Substitute "logo" for "watermark" in the stretch of rows from the start through the line containing "<point>733,324</point>", changing nothing else. Give only that stretch, and leave the pictures out.

§ DATA SECTION
● ● ● ●
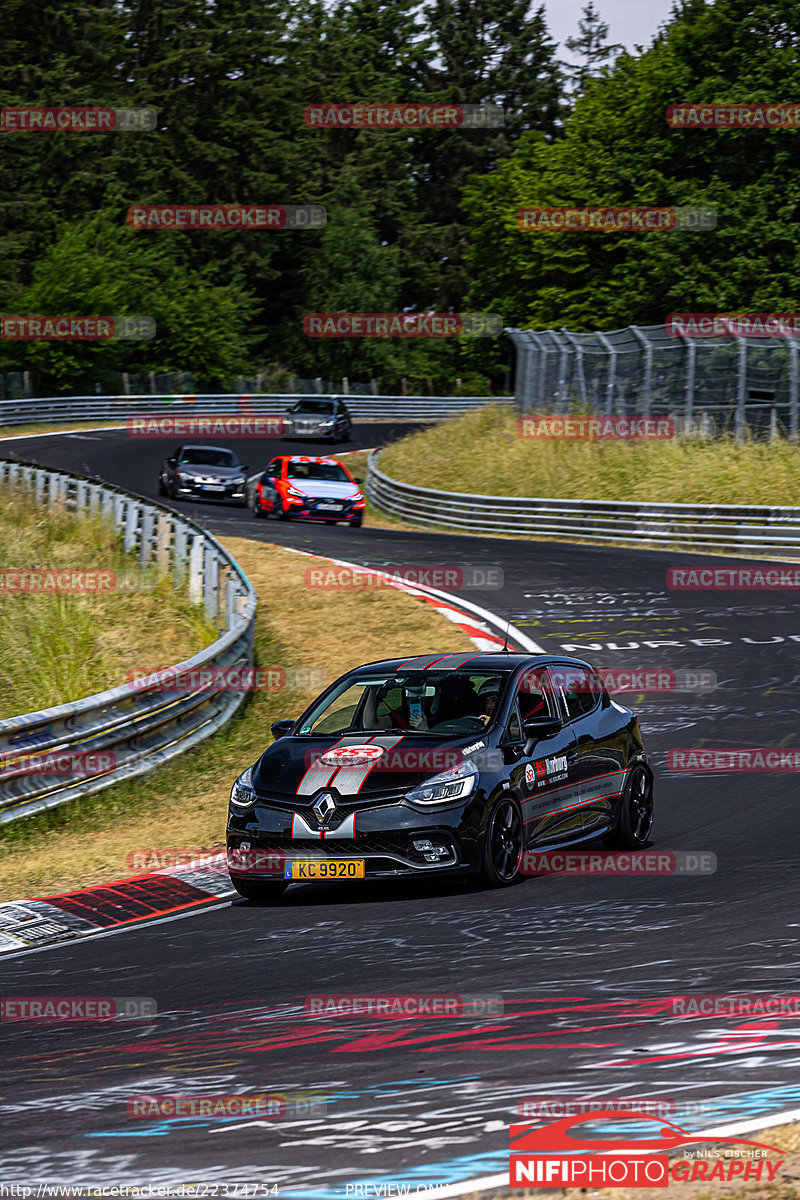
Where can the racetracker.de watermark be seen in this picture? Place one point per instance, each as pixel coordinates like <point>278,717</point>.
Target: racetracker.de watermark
<point>596,429</point>
<point>395,1006</point>
<point>623,679</point>
<point>403,117</point>
<point>59,762</point>
<point>678,862</point>
<point>49,581</point>
<point>753,1005</point>
<point>77,329</point>
<point>450,577</point>
<point>615,220</point>
<point>28,119</point>
<point>753,759</point>
<point>209,425</point>
<point>236,678</point>
<point>402,324</point>
<point>733,324</point>
<point>227,216</point>
<point>733,117</point>
<point>76,1009</point>
<point>272,1105</point>
<point>733,579</point>
<point>398,760</point>
<point>531,1107</point>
● ● ● ●
§ TASK ANSWER
Where can the racetracker.de logo be seen in this picture? Place one point per instance, each as pixel coordinates like <point>278,717</point>.
Target: racetracker.de logo
<point>596,429</point>
<point>395,1006</point>
<point>623,679</point>
<point>403,117</point>
<point>59,762</point>
<point>678,862</point>
<point>49,581</point>
<point>753,1005</point>
<point>77,329</point>
<point>450,577</point>
<point>615,220</point>
<point>28,119</point>
<point>753,759</point>
<point>209,425</point>
<point>236,678</point>
<point>402,324</point>
<point>733,324</point>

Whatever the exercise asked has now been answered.